== PAGE TEXT ==
-*-

Note. H is the eruptive cloud height based on satellite images, km; $A_{max}^Z$ is the maximum amplitude of ground shift at KLY, $\mathsf{\mu }$m/s; $\mathsf{\Delta }t$ is the seismic event duration at KLY, min; $\mathsf{\Delta }P$ is overpressure amplitude during compression phase at KLY, Pa; $\mathsf{\Delta }{t}_1$, $\mathsf{\Delta }{t}_2$ are the durations of the first and the second stages of a volcanic thunderstorm, min; $C_{max}$ is the maximum activity, pulse/min; $N_1$, $N_2$ are the EP total numbers in minute interval recorded during the first and the second stages of a volcanic thunderstorm.

.

In contrast to the previous cases, only the second stage was observed on 20 January (Figure 8a), and a weak first and a very strong second stages were observed on 15 March 2019 (Figure 8b). We should also note that the eruption (on 15 March) began with a weak ejection at 17:13 during which the eruptive cloud reached the height of ∼3 km above the sea level. In this case the VLF radio direction finder did not record any stroke. Nine minutes later, at 17:21, a powerful burst was observed. As a result of it, the EC overcame the tropopause and reached the height of 16 km. According to VLF radio direction finder, from that time volcanic activity developed. Activity of the first stage was 20 (pulses/min) and was close to the rates of the most active periods of EP during the observations over the events 1 and 3 of Shiveluch volcano (Figure 7). However, the number of discharges of the second stage significantly exceeds the analogous ones. It is likely to be associated with the difference between singular bursts of Shiveluch volcano and longer eruptions of Bezymyanniy volcano. Based on the data of temperature and wind stratification of the atmosphere, obtained during the sounding, the high-current discharges, recorded by WWLLN, occurred after erupted cloud passage through isotherm of −25 °C, that agrees with [25,30].

3. Conclusions

Records of AEF vertical component in the near ground atmosphere near active volcanoes allow us to detect the presence of erupted clouds even weakly saturated with ash. The sites network for AEF Ez observations near erupting volcanoes makes it possible to detect and to estimate the trajectory of motion of an erupted cloud, the degree of saturation with fine ash. Observations over electric processes in erupted clouds can be one of the components of complex observations over volcano eruptions to assess the hazard for flights. In the future we plan to develop a network of sites to monitor AEF Ez near active volcanoes of Kamchatka. Electrostatic inhomogeneities in EC give us the ground to consider it as a complex of single volumes with characteristic size of charge spatial homogeneity (volcanic globule). Mathematical modeling with VG approximation by point charge field for Shiveluch volcano EC showed acceptable results.

-*-

== EXTRACTED MATERIAL ==
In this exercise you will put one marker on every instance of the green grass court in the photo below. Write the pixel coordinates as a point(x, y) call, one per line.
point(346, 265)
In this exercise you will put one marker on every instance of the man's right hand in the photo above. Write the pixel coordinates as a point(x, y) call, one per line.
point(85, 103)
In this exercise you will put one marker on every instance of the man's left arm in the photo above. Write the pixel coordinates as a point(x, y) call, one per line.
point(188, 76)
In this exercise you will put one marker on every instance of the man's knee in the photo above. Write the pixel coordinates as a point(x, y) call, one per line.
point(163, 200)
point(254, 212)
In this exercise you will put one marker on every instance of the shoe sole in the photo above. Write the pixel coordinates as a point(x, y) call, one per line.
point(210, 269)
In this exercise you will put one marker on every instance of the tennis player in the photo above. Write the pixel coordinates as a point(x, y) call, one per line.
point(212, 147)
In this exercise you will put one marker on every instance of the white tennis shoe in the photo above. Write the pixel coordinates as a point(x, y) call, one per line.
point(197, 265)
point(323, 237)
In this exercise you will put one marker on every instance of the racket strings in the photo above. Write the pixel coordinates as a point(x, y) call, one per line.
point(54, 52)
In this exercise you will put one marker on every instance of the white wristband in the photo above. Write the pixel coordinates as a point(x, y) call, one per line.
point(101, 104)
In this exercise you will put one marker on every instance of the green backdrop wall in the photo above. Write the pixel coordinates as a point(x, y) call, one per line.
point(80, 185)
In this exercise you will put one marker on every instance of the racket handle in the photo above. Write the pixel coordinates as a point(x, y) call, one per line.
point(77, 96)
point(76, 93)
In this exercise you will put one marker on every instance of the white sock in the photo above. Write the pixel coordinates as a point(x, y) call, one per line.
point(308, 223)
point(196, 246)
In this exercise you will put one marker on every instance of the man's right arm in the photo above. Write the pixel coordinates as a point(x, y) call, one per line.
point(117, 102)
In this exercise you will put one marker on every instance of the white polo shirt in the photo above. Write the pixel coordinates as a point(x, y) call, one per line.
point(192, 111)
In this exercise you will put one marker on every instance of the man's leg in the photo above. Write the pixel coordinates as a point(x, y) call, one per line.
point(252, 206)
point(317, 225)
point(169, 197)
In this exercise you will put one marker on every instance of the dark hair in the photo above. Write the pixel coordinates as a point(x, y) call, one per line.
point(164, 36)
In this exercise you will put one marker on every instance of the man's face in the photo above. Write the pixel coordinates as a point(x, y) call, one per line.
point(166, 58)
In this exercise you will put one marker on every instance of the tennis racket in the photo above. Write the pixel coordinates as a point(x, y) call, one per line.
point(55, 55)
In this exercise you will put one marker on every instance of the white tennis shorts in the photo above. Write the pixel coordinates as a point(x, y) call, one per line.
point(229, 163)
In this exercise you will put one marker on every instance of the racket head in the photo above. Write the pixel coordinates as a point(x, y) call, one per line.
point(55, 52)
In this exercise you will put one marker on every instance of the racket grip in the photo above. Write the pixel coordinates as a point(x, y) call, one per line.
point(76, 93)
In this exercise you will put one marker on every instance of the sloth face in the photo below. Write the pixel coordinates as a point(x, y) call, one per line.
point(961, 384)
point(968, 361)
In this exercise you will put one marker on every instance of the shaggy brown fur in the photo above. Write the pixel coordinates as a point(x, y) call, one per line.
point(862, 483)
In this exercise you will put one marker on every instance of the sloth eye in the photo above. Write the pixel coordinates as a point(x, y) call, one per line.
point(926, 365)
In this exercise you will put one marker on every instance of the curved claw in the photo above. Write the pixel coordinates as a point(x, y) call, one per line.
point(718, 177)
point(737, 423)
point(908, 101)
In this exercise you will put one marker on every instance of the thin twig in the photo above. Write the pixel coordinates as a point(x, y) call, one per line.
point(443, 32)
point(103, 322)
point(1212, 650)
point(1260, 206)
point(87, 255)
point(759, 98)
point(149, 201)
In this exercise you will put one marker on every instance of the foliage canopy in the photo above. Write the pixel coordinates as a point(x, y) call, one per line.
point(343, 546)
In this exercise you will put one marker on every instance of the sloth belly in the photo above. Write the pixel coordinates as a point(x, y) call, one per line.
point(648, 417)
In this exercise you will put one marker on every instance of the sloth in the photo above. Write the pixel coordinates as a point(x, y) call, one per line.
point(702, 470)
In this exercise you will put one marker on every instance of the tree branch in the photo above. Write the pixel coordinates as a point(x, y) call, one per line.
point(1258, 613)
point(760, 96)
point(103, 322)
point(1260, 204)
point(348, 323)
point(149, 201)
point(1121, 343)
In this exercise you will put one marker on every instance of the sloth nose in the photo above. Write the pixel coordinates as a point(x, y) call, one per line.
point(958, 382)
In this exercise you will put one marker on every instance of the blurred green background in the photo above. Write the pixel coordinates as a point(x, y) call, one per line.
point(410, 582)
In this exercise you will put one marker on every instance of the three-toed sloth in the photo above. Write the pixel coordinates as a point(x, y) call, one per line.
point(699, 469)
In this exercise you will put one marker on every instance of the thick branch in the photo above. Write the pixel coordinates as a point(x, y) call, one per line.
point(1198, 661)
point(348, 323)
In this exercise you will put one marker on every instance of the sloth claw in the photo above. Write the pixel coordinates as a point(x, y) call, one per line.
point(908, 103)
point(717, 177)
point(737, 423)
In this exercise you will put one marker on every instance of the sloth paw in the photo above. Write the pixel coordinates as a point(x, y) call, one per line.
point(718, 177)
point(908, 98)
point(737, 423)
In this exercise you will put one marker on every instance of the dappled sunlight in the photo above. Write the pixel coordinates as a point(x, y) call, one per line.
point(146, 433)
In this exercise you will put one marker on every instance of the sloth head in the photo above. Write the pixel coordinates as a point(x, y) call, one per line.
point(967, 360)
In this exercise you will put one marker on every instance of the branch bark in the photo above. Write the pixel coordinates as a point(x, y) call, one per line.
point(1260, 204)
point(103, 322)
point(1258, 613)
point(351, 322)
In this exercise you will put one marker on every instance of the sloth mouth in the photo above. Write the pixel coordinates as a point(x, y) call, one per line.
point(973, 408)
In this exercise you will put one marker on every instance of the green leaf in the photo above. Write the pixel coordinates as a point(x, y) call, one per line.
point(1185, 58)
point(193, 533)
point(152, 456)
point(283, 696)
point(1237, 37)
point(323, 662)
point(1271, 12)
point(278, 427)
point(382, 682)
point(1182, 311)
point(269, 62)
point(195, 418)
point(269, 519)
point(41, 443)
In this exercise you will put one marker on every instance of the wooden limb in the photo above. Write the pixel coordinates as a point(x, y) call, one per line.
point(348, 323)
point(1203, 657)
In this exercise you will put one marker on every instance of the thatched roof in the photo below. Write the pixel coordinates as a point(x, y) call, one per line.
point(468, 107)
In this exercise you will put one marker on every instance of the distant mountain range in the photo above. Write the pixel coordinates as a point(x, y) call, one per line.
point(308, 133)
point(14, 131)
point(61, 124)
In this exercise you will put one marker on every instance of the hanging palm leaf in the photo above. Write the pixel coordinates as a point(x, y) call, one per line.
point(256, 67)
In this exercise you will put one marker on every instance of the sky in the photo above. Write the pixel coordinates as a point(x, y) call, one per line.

-*-

== ACTIONS TO TAKE ==
1. Based on the volcanic cloud text, say whether each statement agrees with it. Answer yes or no for each and quote the deciding words.
(a) During the weak ejection on 15 March, the VLF radio direction finder recorded strokes.
(b) After the powerful burst at 17:21, the eruptive cloud reached a height of 16 km.
(c) On 20 January, only the second stage was observed.
2. Use the volcanic cloud text to answer these questions.
(a) In what unit is maximum activity given?
(b) At what time did the weak ejection of 15 March begin?
(c) Near which active volcanoes do the researchers plan a network of sites to monitor AEF Ez?
3. Update the volcanic cloud text from "Note. H is the" to "a volcanic thunderstorm.", changing every "volcanic thunderstorm" to "volcanic lightning storm".

== OUTPUTS IN ORDER ==
1.
(a) No: "In this case the VLF radio direction finder did not record any stroke."
(b) Yes: "the EC overcame the tropopause and reached the height of 16 km."
(c) Yes: "only the second stage was observed on 20 January"

2.
(a) Pulse/min
(b) 17:13
(c) The active volcanoes of Kamchatka

3.
Note. H is the eruptive cloud height based on satellite images, km; $A_{max}^Z$ is the maximum amplitude of ground shift at KLY, $\mathsf{\mu }$m/s; $\mathsf{\Delta }t$ is the seismic event duration at KLY, min; $\mathsf{\Delta }P$ is overpressure amplitude during compression phase at KLY, Pa; $\mathsf{\Delta }{t}_1$, $\mathsf{\Delta }{t}_2$ are the durations of the first and the second stages of a volcanic lightning storm, min; $C_{max}$ is the maximum activity, pulse/min; $N_1$, $N_2$ are the EP total numbers in minute interval recorded during the first and the second stages of a volcanic lightning storm.